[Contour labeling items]
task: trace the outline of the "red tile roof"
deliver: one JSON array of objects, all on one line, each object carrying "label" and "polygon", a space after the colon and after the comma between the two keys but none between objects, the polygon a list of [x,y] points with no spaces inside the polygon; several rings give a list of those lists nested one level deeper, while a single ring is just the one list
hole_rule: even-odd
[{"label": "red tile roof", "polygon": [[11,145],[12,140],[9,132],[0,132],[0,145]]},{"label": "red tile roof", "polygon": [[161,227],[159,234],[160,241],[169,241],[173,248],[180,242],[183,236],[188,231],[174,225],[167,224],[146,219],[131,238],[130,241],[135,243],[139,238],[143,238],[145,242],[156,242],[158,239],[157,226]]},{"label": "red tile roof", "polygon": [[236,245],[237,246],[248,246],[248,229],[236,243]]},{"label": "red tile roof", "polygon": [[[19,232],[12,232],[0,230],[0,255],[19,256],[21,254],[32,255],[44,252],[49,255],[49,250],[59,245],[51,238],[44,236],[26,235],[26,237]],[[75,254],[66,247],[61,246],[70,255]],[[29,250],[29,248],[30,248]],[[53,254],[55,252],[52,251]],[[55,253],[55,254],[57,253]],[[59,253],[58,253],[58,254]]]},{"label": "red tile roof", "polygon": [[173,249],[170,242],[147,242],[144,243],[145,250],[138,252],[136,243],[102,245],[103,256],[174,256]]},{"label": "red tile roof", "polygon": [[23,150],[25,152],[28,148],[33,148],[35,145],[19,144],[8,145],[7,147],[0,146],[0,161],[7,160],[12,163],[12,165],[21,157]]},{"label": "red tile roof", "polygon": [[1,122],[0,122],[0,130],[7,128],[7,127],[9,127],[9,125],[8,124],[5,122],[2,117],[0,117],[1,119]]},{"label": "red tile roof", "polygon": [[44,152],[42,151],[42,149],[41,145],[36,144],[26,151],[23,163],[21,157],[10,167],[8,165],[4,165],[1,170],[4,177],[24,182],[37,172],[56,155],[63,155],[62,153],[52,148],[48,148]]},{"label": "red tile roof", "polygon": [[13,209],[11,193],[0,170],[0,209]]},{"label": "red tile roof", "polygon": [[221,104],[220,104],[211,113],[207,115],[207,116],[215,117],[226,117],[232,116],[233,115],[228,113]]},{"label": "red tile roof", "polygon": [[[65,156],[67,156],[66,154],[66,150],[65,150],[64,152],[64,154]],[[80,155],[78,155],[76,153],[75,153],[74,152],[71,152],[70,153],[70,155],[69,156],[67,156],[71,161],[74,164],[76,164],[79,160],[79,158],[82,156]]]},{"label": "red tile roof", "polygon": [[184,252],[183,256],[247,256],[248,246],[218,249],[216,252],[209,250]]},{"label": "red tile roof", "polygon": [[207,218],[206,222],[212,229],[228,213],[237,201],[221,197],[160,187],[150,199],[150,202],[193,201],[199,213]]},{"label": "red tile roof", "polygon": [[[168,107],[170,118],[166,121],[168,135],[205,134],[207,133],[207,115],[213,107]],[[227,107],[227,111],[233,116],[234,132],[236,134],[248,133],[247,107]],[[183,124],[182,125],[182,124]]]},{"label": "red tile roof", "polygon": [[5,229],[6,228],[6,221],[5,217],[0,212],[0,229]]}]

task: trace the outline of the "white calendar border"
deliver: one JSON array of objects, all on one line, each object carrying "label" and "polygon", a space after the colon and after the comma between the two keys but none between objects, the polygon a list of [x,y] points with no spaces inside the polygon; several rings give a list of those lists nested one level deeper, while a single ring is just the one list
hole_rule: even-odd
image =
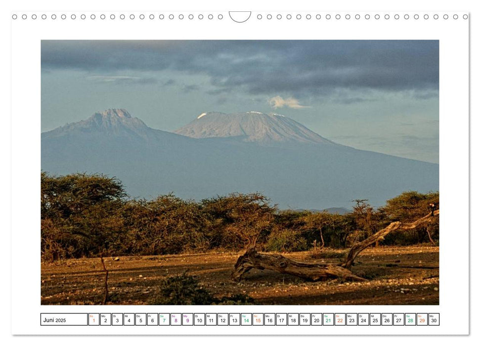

**Problem statement:** Locate every line above that contains the string "task" and copy each of those lines. Matching is case-sensitive.

**Written answer:**
task: trace the outline of the "red tile roof"
task: trace the outline of the "white calendar border"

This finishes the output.